[Object point labels]
:::::
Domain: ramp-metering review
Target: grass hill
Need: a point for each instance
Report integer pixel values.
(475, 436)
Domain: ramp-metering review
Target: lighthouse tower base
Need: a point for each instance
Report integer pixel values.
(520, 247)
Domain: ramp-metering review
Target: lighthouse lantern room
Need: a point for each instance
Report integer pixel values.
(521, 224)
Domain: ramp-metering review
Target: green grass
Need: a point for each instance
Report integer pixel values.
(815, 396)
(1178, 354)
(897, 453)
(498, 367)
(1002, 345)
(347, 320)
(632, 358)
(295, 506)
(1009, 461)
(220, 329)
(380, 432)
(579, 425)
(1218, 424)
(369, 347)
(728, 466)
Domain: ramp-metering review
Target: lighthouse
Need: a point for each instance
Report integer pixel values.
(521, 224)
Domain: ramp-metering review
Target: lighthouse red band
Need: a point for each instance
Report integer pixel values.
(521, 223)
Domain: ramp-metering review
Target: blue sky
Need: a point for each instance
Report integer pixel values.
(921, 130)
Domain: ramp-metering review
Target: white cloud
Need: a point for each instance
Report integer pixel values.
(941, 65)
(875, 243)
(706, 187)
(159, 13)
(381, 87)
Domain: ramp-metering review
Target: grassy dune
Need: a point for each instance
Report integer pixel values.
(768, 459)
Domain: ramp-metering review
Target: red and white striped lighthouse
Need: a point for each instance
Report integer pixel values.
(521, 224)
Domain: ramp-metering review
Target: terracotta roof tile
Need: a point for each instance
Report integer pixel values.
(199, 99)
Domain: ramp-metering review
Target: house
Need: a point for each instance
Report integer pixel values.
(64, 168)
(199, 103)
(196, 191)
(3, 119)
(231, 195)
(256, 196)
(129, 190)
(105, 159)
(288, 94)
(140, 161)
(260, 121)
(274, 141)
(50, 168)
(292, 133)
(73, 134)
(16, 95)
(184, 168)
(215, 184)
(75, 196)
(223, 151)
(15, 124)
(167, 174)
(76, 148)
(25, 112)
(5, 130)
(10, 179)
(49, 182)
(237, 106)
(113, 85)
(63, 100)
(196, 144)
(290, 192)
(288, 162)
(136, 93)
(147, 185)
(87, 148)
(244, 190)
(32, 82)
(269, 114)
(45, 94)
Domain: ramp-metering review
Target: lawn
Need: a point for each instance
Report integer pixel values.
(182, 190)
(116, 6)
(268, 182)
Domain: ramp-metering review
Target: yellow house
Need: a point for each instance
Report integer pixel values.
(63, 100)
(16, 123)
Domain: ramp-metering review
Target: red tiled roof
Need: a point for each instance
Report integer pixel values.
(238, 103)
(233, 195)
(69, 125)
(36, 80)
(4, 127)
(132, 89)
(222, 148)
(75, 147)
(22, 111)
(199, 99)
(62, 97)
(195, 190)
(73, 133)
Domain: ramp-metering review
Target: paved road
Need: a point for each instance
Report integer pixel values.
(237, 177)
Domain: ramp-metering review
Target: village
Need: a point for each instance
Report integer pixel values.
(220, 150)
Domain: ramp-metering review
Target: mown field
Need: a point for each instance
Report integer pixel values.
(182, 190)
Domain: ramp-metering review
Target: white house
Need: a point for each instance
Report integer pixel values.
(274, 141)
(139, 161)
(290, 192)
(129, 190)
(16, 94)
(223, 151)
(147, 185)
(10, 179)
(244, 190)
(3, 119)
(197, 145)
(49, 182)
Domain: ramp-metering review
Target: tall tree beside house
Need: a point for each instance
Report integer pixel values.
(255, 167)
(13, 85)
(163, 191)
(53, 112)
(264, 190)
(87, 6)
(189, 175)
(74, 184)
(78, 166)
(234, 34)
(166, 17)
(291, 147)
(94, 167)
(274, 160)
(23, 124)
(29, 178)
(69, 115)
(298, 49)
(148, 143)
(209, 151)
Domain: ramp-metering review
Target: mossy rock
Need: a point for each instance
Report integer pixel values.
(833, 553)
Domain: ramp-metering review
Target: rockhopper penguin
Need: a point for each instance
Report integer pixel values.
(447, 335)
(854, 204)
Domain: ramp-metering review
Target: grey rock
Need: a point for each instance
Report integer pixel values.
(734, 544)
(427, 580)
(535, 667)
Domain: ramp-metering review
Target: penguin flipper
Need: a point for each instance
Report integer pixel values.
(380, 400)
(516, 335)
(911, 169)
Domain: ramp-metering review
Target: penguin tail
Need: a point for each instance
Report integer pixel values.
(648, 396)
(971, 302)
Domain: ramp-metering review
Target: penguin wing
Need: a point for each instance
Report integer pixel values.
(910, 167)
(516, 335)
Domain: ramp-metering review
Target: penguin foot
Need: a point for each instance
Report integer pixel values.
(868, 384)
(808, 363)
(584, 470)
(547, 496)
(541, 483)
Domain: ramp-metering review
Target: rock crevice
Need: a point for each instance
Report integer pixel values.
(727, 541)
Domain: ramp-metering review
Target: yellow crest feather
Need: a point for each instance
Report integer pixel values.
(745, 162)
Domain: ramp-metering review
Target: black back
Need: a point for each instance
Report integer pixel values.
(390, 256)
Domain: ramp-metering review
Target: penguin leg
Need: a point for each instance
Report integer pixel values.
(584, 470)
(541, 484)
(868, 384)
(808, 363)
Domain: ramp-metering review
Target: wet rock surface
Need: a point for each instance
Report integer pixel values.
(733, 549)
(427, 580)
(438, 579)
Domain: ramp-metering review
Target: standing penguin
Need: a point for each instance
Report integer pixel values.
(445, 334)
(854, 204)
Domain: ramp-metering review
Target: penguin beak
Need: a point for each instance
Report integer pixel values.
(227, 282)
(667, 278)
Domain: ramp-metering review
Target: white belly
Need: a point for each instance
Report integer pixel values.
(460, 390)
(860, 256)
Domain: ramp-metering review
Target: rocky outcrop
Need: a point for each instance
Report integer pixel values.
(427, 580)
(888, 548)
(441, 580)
:::::
• _Work to be completed_
Please return each line of the records above that contains the word "yellow".

• _Answer to the problem_
Target: yellow house
Target: yellow crest feather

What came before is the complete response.